### Source text
Re: 411 response code: clarification, please

Roy Fielding <fielding@beach.w3.org> wrote:
  > >[Dave Kristol wrote:]
  > >2) Client sends Authorization request header.  Server doesn't like the
  > >information therein.
  > >
  > >    2a) Basic scheme.  At present, servers send 401 if the name:passwd
  > >    is unacceptable.
  > 
  > Are you sure?  I thought they sent 403 in this case.
NCSA sends 401.  That's also what my server does.  403, according to the
draft, means "Authorization will not help", so that's wrong.
  > 
  > >    Should they send 411 for HTTP/1.1?
  > 
  > Yes, but only if they want to include information about how the
  > user can correct the situation.
Do you mean "include" as part of WWW-Authenticate, or as part of an
entity.  I would be leery of the latter, for the same reason that the
Unix login program doesn't tell you what went wrong:  you don't want to
say whether it was a bad user-id, a bad password, or other.
  > 
  > >    Apparently
  > >    not:  the challenge is likely to be the same as the previous one,
  > >    so sending the same response is futile.
  > 
  > "likely to be the same" is not a strong statement.
Well, for Basic there's really no choice to the challenge, is there?
So the challenge will certainly be the same.
  > 
  > >    2b) Digest scheme.
  > >    2b1) The "stale" attribute says whether the problem is with the
  > >    nonce value, so the client can tell whether the server thinks
  > >    that's what the problem is.  Should the server send 401 or 411 on a
  > >    stale nonce?  (I'm guessing 411, although it doesn't appear to
  > >    matter.)
  > 
  > 411 (I was assuming that 401 is only sent when the request had no
  >      Authorization field at all).

### Source data
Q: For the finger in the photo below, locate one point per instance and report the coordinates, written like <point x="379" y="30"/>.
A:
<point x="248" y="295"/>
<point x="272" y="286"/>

### Task to carry out
Reproduce the email about the 411 response code word for word, from start to finish.

### Response
Re: 411 response code: clarification, please

Roy Fielding <fielding@beach.w3.org> wrote:
  > >[Dave Kristol wrote:]
  > >2) Client sends Authorization request header.  Server doesn't like the
  > >information therein.
  > >
  > >    2a) Basic scheme.  At present, servers send 401 if the name:passwd
  > >    is unacceptable.
  > 
  > Are you sure?  I thought they sent 403 in this case.
NCSA sends 401.  That's also what my server does.  403, according to the
draft, means "Authorization will not help", so that's wrong.
  > 
  > >    Should they send 411 for HTTP/1.1?
  > 
  > Yes, but only if they want to include information about how the
  > user can correct the situation.
Do you mean "include" as part of WWW-Authenticate, or as part of an
entity.  I would be leery of the latter, for the same reason that the
Unix login program doesn't tell you what went wrong:  you don't want to
say whether it was a bad user-id, a bad password, or other.
  > 
  > >    Apparently
  > >    not:  the challenge is likely to be the same as the previous one,
  > >    so sending the same response is futile.
  > 
  > "likely to be the same" is not a strong statement.
Well, for Basic there's really no choice to the challenge, is there?
So the challenge will certainly be the same.
  > 
  > >    2b) Digest scheme.
  > >    2b1) The "stale" attribute says whether the problem is with the
  > >    nonce value, so the client can tell whether the server thinks
  > >    that's what the problem is.  Should the server send 401 or 411 on a
  > >    stale nonce?  (I'm guessing 411, although it doesn't appear to
  > >    matter.)
  > 
  > 411 (I was assuming that 401 is only sent when the request had no
  >      Authorization field at all).